╔══

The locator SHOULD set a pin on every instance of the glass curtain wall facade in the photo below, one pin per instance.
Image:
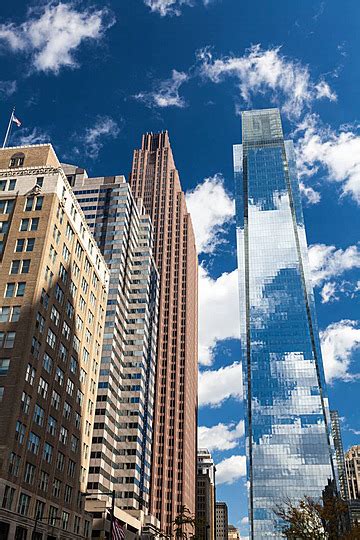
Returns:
(122, 441)
(289, 451)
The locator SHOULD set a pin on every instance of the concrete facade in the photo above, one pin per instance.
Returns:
(155, 179)
(123, 433)
(205, 496)
(53, 294)
(352, 464)
(221, 521)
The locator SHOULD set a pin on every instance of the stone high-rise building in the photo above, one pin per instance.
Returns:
(121, 450)
(352, 464)
(339, 454)
(205, 496)
(53, 294)
(155, 179)
(221, 521)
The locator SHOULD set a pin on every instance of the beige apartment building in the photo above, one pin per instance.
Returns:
(53, 295)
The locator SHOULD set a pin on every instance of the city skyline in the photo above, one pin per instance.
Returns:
(127, 70)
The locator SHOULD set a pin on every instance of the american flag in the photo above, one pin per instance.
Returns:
(118, 531)
(16, 120)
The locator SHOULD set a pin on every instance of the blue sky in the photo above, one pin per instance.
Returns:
(92, 79)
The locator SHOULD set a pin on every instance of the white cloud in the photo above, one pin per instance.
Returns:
(215, 386)
(166, 93)
(172, 7)
(337, 152)
(221, 436)
(52, 34)
(167, 7)
(93, 139)
(26, 136)
(230, 470)
(339, 341)
(309, 194)
(210, 207)
(329, 292)
(327, 262)
(7, 88)
(259, 71)
(218, 311)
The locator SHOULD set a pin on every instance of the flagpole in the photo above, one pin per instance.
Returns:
(8, 129)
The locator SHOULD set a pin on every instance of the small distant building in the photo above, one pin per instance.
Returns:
(233, 533)
(352, 464)
(339, 454)
(221, 521)
(205, 498)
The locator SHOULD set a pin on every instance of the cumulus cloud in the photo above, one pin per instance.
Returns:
(339, 341)
(309, 194)
(94, 138)
(7, 88)
(52, 33)
(328, 262)
(260, 71)
(338, 153)
(216, 386)
(221, 436)
(165, 93)
(230, 470)
(211, 208)
(172, 7)
(218, 311)
(167, 7)
(27, 136)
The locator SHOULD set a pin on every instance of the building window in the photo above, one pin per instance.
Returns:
(47, 362)
(55, 400)
(25, 402)
(29, 474)
(33, 203)
(47, 452)
(29, 224)
(20, 432)
(51, 338)
(30, 374)
(56, 488)
(8, 497)
(39, 415)
(15, 289)
(20, 266)
(33, 443)
(4, 365)
(53, 515)
(43, 388)
(39, 509)
(52, 425)
(40, 322)
(24, 244)
(23, 506)
(17, 160)
(44, 481)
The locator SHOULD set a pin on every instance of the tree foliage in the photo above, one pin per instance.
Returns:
(315, 520)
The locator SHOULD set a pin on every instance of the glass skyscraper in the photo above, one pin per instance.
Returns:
(289, 451)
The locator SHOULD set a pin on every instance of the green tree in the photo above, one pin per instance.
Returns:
(315, 520)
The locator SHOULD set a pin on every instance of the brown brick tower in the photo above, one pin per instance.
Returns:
(155, 179)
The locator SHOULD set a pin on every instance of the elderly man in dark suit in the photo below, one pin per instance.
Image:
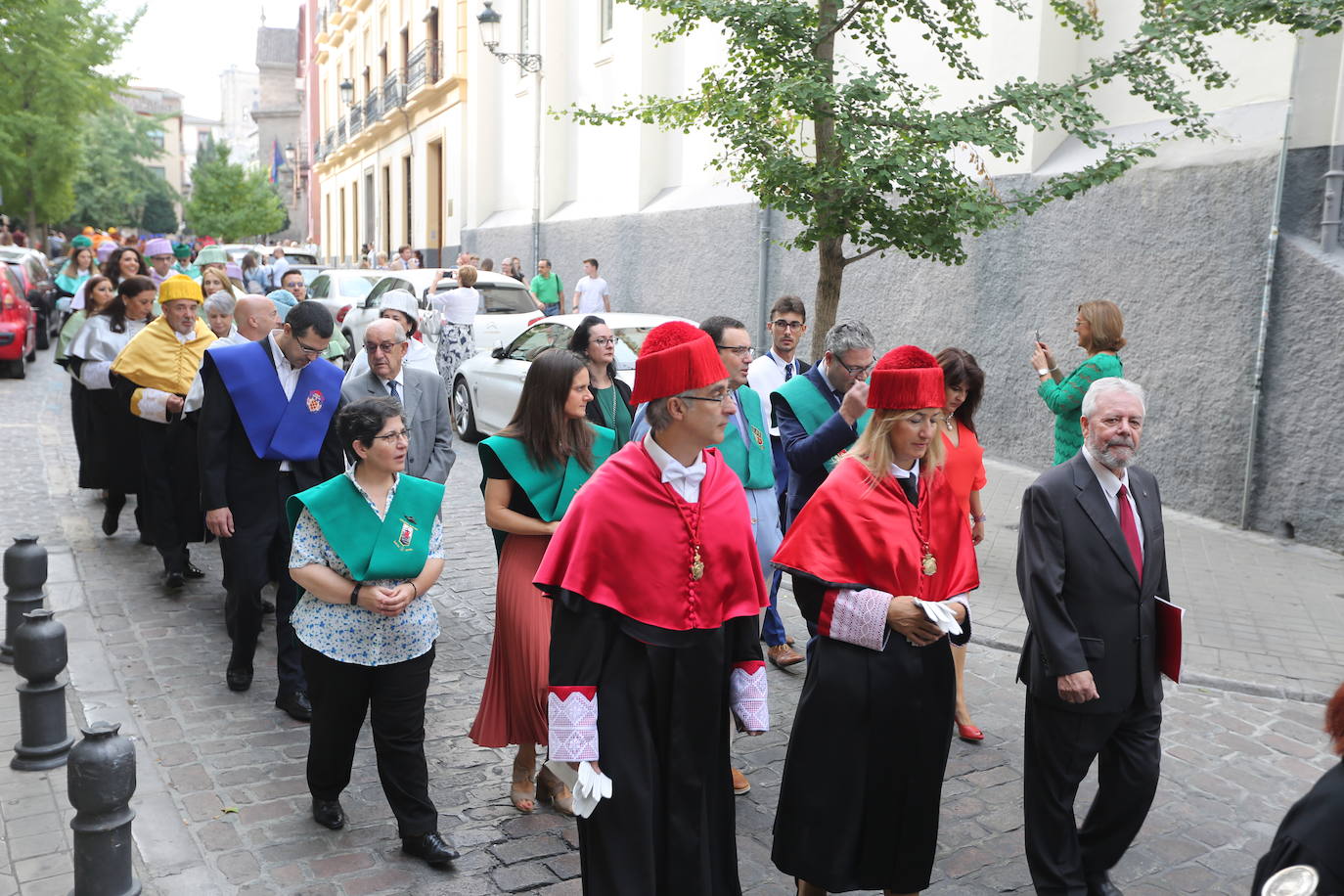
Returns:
(428, 420)
(1091, 560)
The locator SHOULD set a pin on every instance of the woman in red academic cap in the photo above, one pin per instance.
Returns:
(880, 560)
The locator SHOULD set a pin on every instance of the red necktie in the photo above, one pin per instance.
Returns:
(1131, 531)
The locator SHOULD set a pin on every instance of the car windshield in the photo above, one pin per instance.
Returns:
(356, 287)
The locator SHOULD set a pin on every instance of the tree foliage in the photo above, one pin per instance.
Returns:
(230, 202)
(114, 186)
(862, 154)
(50, 60)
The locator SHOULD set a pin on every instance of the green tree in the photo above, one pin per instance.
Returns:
(114, 184)
(863, 155)
(50, 60)
(229, 201)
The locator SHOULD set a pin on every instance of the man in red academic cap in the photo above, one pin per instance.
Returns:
(656, 587)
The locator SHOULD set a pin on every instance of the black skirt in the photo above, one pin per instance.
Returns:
(863, 777)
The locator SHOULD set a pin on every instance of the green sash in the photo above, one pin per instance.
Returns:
(812, 410)
(547, 492)
(754, 465)
(399, 543)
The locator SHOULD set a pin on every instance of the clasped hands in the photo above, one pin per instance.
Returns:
(906, 618)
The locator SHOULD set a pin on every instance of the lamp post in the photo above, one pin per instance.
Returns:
(527, 62)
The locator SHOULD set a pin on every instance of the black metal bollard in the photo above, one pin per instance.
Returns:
(24, 574)
(39, 655)
(103, 781)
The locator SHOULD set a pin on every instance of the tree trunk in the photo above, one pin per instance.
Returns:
(829, 276)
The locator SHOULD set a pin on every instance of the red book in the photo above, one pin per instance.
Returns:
(1168, 639)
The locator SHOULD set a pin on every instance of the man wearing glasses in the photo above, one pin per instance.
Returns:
(265, 434)
(423, 395)
(823, 411)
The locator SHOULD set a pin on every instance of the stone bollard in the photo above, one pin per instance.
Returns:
(39, 655)
(103, 781)
(24, 574)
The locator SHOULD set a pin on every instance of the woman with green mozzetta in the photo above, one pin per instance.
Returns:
(367, 547)
(531, 471)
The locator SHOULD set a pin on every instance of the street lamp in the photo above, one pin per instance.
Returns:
(527, 62)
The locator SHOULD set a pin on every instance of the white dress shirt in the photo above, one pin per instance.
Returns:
(685, 479)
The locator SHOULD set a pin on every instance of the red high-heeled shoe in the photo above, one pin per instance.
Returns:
(969, 734)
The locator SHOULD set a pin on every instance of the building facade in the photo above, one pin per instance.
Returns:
(388, 148)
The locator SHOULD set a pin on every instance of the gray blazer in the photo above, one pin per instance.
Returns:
(427, 417)
(1085, 605)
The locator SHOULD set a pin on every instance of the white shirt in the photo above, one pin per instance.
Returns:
(766, 375)
(592, 293)
(685, 479)
(1110, 488)
(288, 378)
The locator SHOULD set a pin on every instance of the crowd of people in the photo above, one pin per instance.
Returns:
(642, 538)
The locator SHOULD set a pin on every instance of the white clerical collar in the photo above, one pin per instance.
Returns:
(685, 479)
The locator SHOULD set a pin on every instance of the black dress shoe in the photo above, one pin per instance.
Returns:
(328, 813)
(112, 514)
(295, 704)
(1102, 887)
(238, 679)
(431, 848)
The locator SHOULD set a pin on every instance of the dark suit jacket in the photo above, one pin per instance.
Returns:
(807, 453)
(427, 417)
(232, 474)
(1085, 606)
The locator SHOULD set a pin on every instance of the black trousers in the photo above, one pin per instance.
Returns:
(255, 555)
(394, 697)
(169, 489)
(1059, 748)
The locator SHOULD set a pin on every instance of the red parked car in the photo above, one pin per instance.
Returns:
(18, 326)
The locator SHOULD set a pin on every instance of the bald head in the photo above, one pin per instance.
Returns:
(254, 316)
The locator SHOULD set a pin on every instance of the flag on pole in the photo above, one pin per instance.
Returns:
(276, 161)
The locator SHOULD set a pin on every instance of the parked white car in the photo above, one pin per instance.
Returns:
(506, 308)
(487, 387)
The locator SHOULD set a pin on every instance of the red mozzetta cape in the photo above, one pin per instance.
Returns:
(625, 544)
(855, 535)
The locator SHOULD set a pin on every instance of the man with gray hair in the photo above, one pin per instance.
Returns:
(823, 411)
(1091, 560)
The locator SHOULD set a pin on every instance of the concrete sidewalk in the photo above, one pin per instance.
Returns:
(1262, 615)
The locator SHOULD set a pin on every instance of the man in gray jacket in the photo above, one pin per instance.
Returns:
(423, 395)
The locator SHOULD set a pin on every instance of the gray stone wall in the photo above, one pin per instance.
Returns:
(1181, 251)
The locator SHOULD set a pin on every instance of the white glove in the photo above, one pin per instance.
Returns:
(590, 788)
(940, 614)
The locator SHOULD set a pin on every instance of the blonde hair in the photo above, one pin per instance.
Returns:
(1106, 324)
(874, 445)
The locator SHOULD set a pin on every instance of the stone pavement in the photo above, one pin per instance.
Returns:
(222, 801)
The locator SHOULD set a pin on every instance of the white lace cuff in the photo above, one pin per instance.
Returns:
(856, 617)
(749, 696)
(573, 723)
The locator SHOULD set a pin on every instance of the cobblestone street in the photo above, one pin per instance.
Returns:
(222, 799)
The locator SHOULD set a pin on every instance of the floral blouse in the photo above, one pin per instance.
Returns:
(348, 633)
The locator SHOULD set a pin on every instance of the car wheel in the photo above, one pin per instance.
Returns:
(464, 420)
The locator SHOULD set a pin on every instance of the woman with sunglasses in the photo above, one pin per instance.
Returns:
(367, 547)
(594, 341)
(531, 471)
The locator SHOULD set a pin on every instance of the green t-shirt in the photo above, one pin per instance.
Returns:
(547, 289)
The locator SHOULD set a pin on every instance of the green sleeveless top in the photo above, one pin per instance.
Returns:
(395, 547)
(812, 409)
(751, 461)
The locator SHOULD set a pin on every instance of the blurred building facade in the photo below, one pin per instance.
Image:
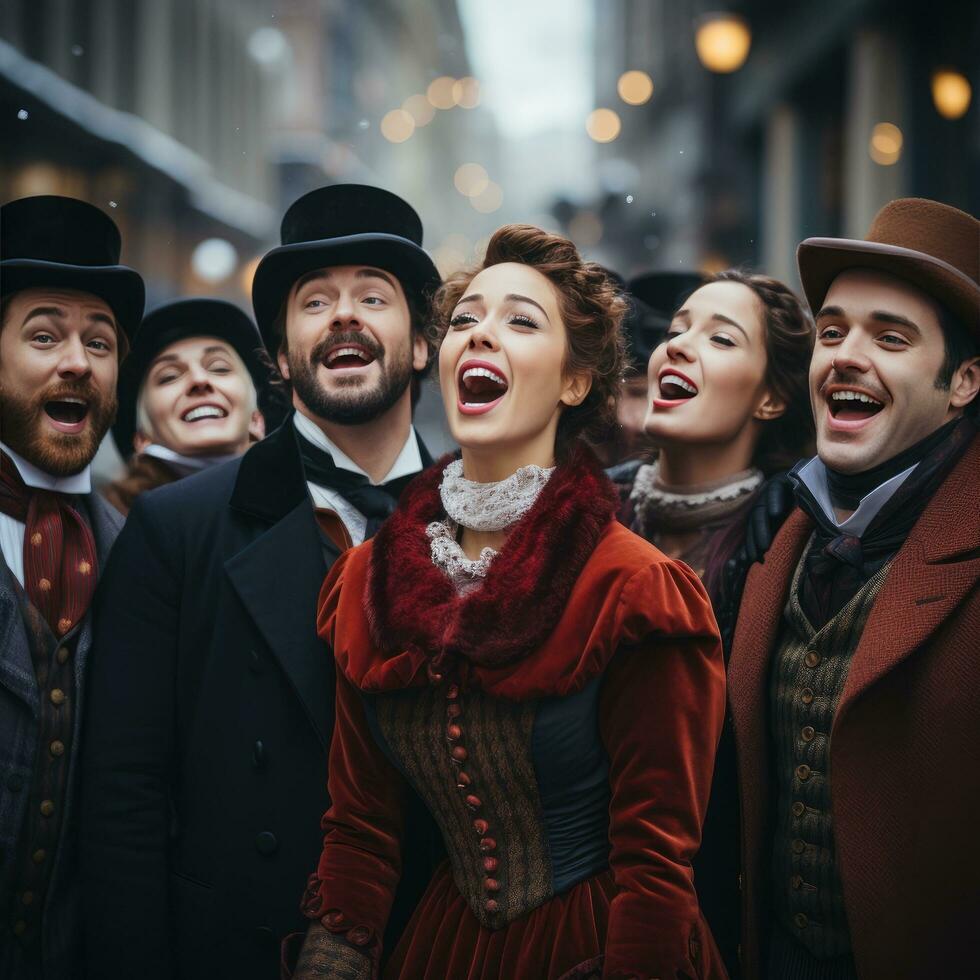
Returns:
(831, 115)
(195, 123)
(151, 109)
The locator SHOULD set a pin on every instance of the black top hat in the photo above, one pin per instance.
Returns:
(654, 298)
(59, 241)
(178, 321)
(344, 224)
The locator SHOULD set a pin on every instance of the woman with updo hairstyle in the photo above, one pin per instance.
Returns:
(550, 684)
(728, 408)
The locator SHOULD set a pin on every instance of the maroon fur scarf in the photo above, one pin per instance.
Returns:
(412, 605)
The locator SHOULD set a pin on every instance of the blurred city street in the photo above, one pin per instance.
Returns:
(655, 134)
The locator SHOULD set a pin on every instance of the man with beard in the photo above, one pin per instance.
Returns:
(854, 672)
(65, 306)
(212, 697)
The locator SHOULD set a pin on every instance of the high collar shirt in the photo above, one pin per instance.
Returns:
(12, 530)
(408, 461)
(814, 476)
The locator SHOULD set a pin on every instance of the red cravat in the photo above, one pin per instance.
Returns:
(59, 550)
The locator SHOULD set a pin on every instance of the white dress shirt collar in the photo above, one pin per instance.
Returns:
(79, 483)
(409, 460)
(814, 476)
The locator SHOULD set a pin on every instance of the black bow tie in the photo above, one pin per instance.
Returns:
(376, 503)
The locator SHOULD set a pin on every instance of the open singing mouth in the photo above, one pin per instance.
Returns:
(852, 405)
(348, 356)
(480, 384)
(201, 412)
(675, 387)
(67, 411)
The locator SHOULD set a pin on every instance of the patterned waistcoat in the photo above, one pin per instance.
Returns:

╚══

# [Instructions for the task]
Drop the pictures, then write out only the lines running from the one containing "woman with sunglasses" through the last line above, both included, exactly.

# [Exercise solution]
The locator SHOULD set a pin on every instance of the woman with sunglasses in the photo above, one pin per instance.
Returns:
(367, 547)
(594, 341)
(531, 471)
The locator SHOULD set a pin on every instance of the green t-shirt in the photo above, one pin per instance.
Returns:
(547, 289)
The locator SHOULD set a pin on every instance of the green sleeveless top in the photo above, one pin per instance.
Returns:
(395, 547)
(812, 409)
(751, 461)
The locator SHOULD set a pin on every instance of the blurred building facade in the photo below, one pin per instance.
Image:
Returns:
(831, 115)
(195, 123)
(151, 109)
The locator SHOULD set a pin on every instance of the black top hat in the photo above, one pin per instance.
Returns:
(654, 298)
(59, 241)
(178, 321)
(344, 224)
The locator SHOULD set a pin on every instance of the woman with updo hairstyle in the photo above, one pin per instance.
Returns:
(550, 684)
(728, 408)
The locator SHOULD set a pin on every instance of the maroon fur scarf in the photo above, one pin per instance.
Returns:
(412, 605)
The locator SHOULD set a pin on every instance of the blurred city street in the photo above, one pin per instance.
Returns:
(655, 134)
The locator SHOULD set a pin on every instance of the man with beard in the photo above, one pin per instance.
Returns:
(854, 672)
(65, 306)
(212, 697)
The locator SHOULD set a pin on every instance of the high collar shirt in the photo above, one pin per instance.
Returns:
(12, 530)
(408, 461)
(814, 476)
The locator SHOULD set a pin on every instance of the red cravat in the photo above, one pin per instance.
Returns:
(59, 550)
The locator SHOULD set a pin on every instance of the white dress shirt collar in the photo above, one pin per instance.
Returns:
(79, 483)
(409, 460)
(814, 476)
The locator SHOULD set a pin on every instance of the black bow tie in the photo above, one pin per instance.
Returns:
(376, 503)
The locator SHOULD set a pin on every instance of the open singing mouth in the photo above, one pin per instance.
Returns:
(852, 405)
(348, 356)
(480, 384)
(201, 412)
(675, 387)
(67, 411)
The locator SHOULD set a pin on every instance of the patterned waistcoat in the photo above, one pin per instance.
Returns:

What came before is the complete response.